* Task prompt: Only the pictures stay out; every record is to be quoted exactly.

Recorded data
┄┄┄┄┄┄┄┄┄┄┄┄┄┄┄┄┄┄┄┄
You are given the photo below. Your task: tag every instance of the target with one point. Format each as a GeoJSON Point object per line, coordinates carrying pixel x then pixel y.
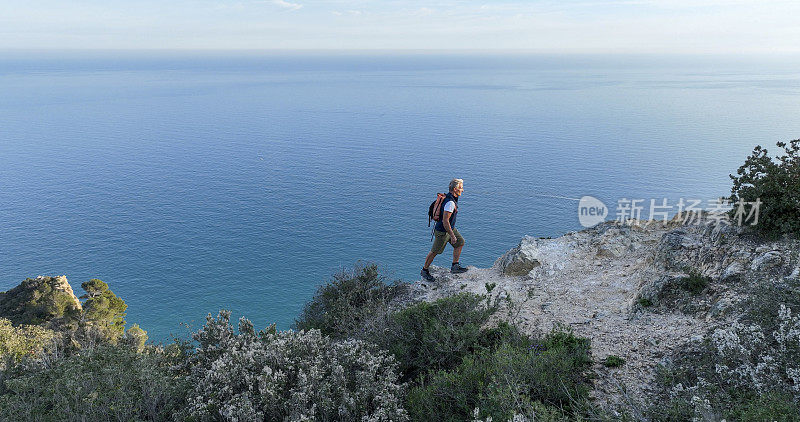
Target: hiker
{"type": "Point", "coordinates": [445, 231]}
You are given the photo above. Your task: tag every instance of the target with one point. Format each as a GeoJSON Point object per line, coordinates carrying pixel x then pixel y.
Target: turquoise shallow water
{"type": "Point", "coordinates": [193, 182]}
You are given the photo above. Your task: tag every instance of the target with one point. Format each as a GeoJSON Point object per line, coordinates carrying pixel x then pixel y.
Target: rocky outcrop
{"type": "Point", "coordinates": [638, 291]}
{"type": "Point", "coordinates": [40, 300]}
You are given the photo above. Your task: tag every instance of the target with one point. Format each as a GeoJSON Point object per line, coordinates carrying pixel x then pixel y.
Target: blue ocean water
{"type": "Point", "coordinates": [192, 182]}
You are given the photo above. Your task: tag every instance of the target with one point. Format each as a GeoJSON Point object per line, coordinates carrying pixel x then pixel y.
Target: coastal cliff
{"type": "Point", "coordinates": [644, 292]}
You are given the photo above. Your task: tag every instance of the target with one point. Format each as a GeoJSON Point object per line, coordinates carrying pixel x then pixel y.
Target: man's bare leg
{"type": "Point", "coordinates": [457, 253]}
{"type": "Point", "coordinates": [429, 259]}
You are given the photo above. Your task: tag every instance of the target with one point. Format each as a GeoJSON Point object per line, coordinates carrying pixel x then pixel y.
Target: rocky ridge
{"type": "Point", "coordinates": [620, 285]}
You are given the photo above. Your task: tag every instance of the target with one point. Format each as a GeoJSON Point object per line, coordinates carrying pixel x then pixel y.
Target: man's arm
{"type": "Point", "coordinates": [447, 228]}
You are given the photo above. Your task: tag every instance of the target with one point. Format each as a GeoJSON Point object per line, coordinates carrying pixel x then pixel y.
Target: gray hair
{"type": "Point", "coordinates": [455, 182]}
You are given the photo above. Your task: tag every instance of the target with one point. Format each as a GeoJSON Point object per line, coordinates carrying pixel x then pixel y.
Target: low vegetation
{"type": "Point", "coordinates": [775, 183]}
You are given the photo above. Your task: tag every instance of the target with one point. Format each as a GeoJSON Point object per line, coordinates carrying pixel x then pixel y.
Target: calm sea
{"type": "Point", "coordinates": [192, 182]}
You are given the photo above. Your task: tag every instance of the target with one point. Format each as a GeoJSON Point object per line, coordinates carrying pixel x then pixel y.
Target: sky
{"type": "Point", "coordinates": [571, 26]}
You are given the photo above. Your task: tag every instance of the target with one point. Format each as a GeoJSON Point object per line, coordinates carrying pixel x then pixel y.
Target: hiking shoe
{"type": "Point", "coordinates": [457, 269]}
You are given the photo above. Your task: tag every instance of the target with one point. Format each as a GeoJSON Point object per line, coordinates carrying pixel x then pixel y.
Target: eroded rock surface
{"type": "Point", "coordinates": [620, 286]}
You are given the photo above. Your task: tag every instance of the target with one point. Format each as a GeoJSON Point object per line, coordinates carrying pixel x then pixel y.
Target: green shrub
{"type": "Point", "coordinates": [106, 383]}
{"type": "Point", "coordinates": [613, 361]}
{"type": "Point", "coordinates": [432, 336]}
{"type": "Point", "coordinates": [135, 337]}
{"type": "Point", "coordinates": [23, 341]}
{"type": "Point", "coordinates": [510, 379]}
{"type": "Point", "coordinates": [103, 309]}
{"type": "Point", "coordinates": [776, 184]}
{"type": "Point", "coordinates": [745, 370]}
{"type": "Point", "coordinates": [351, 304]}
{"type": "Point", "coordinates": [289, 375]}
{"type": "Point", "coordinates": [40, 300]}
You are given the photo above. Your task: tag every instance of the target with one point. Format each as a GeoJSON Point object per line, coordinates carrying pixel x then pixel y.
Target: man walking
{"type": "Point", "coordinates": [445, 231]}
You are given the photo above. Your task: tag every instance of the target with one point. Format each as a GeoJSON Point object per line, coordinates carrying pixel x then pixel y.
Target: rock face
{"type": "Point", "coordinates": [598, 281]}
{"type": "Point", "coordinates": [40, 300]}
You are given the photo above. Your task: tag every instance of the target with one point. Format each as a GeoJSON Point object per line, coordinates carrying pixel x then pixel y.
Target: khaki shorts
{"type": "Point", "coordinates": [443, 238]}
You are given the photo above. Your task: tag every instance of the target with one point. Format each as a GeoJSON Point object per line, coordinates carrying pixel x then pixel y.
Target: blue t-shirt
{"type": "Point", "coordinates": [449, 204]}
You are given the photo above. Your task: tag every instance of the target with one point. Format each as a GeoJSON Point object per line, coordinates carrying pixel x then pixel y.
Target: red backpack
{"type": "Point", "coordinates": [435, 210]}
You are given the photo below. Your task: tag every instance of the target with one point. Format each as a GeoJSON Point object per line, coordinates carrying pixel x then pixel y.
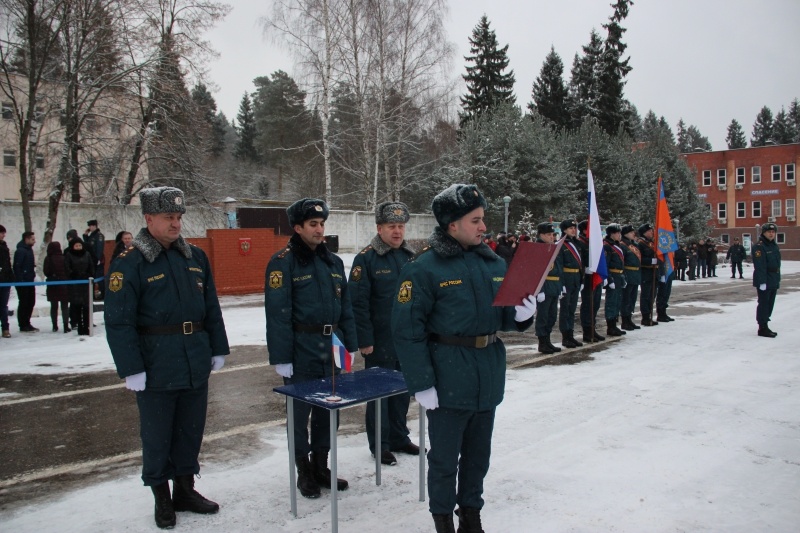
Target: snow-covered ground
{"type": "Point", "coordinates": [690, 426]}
┄┄┄┄┄┄┄┄┄┄┄┄┄┄┄┄┄┄┄┄
* Right answer:
You are given the photo below. Your task: tag every instance of the target with one point. Format each as a GeoJSON Point object per line, coordinates carrying pixel x then pixel y.
Target: hiker
{"type": "Point", "coordinates": [445, 231]}
You are given the photo above. Your task: tag every instance of the target with one point. Format each as a GeoJSON Point object per line, coordinates carrying pixel x then pixel y.
Target: turquoise shallow water
{"type": "Point", "coordinates": [193, 182]}
You are given the photo above. Your task: tag every instance of the target with one point. Format each as a GeoJSON Point object per line, coordinates carrying pixel x then pixel y.
Target: rocky outcrop
{"type": "Point", "coordinates": [638, 291]}
{"type": "Point", "coordinates": [40, 300]}
You are given the photo above. Your task: tag every instance of the target with one point. Format each as a GeoJSON Point object per line, coordinates carrying pixel x then pixel y.
Target: blue ocean water
{"type": "Point", "coordinates": [192, 182]}
You are given the photo above. Your task: tag every instance of the target with one point. Format each as a GeoJSON Point object per line, coordinates carrying pixel x then pixel y.
Target: coastal cliff
{"type": "Point", "coordinates": [644, 292]}
You are given the photo above. Your task: tag every instance of the target with one point. Format each as a GeoJSON Point object per line, coordinates carrying pixel x then pixel y.
Target: man's bare leg
{"type": "Point", "coordinates": [457, 253]}
{"type": "Point", "coordinates": [429, 259]}
You are given the photo above. Your task: tag every instance of the target with one point. Format each as a GeoJSON Point object per line, coordinates carrying pixel x then pixel y.
Target: rocky ridge
{"type": "Point", "coordinates": [620, 285]}
You are given the photo above. Your task: tag every instance of the target with one point. Format each as a GeoJSON Point object per line, coordinates carrying pixel x then pixel y.
Target: man's arm
{"type": "Point", "coordinates": [447, 228]}
You are given the photo above. Your task: tag every instance of the target with one point. Format each as a GeoJSON Point object per line, coordinates carrying pixel x then pixel y.
Target: gray hair
{"type": "Point", "coordinates": [455, 182]}
You are given the photo above. Your task: tag every instance of the target with one point. Format each as a GeoJSON Point object per line, coordinates carrying pixel x then pixel y.
Target: low vegetation
{"type": "Point", "coordinates": [775, 183]}
You are given the photo above. Your task: tag every instance of the target with one point. Format each as a GeoJSON Point object per line, coordinates carrying pixel x then pixel y.
Target: calm sea
{"type": "Point", "coordinates": [192, 182]}
You are given the photo above. Your task: tag every instance of the target with one point. Format each as a GeoJSON Point object per line, coordinates carrying pixel x then pixel y.
Target: sky
{"type": "Point", "coordinates": [571, 26]}
You are given the photo above. Your task: tag every instance of the target with one point. Format each as a GeoJSON Point object per line, coordinates carrying pixel x then pixel y.
Target: hiking shoe
{"type": "Point", "coordinates": [457, 269]}
You are given the photo above. Your task: tag every instance of the target with one point. Format each as a GeoJSON Point object per line, coordinates carrying pixel x then pixel y.
Target: eroded rock surface
{"type": "Point", "coordinates": [620, 286]}
You are given the photo above. Your task: tag every instance of the target with one point. Format each as a GeoJSON Point object per line, coordinates carrying pixel x then pixel y.
Target: green shrub
{"type": "Point", "coordinates": [106, 383]}
{"type": "Point", "coordinates": [613, 361]}
{"type": "Point", "coordinates": [432, 336]}
{"type": "Point", "coordinates": [135, 337]}
{"type": "Point", "coordinates": [23, 341]}
{"type": "Point", "coordinates": [510, 379]}
{"type": "Point", "coordinates": [103, 309]}
{"type": "Point", "coordinates": [776, 184]}
{"type": "Point", "coordinates": [745, 370]}
{"type": "Point", "coordinates": [351, 304]}
{"type": "Point", "coordinates": [289, 375]}
{"type": "Point", "coordinates": [40, 300]}
You are given the photo above. Your task: tag every instance of the target with one point. Format each as a GeoJSON Point object per line, coordinates carrying pixel x then pixel y.
Target: man walking
{"type": "Point", "coordinates": [445, 231]}
You are given the photo above. Your task: tag every instance of the target with one point. Format each as a GeoJSON Point object per line, coordinates carrying pixel x then pixel y.
Target: rock face
{"type": "Point", "coordinates": [598, 281]}
{"type": "Point", "coordinates": [40, 300]}
You are given the photo above. Your task: tag every instance of the target with one point. Format each as a GeoJSON Point object per line, coordinates carrying pixel x then pixel y.
Target: khaki shorts
{"type": "Point", "coordinates": [443, 238]}
You are given the photo above. Your task: tag every instance of the target with one point. Format each as a GeoJSON Point object per line, coordinates carrying pixel x then pixel y.
Target: blue t-shirt
{"type": "Point", "coordinates": [449, 204]}
You are given the photo above. Your task: tag every instance of the target with one point. Format each as a GeoJSON Point object per line, coordinates carrying pixel x then pixel y.
Target: red backpack
{"type": "Point", "coordinates": [435, 210]}
You are given the photo below. Your task: tag every instance of the target with one point. Format each as a GeoJSON Point object per line, coordinates carrying pixel x then pixel y.
Target: snow-covered ground
{"type": "Point", "coordinates": [690, 426]}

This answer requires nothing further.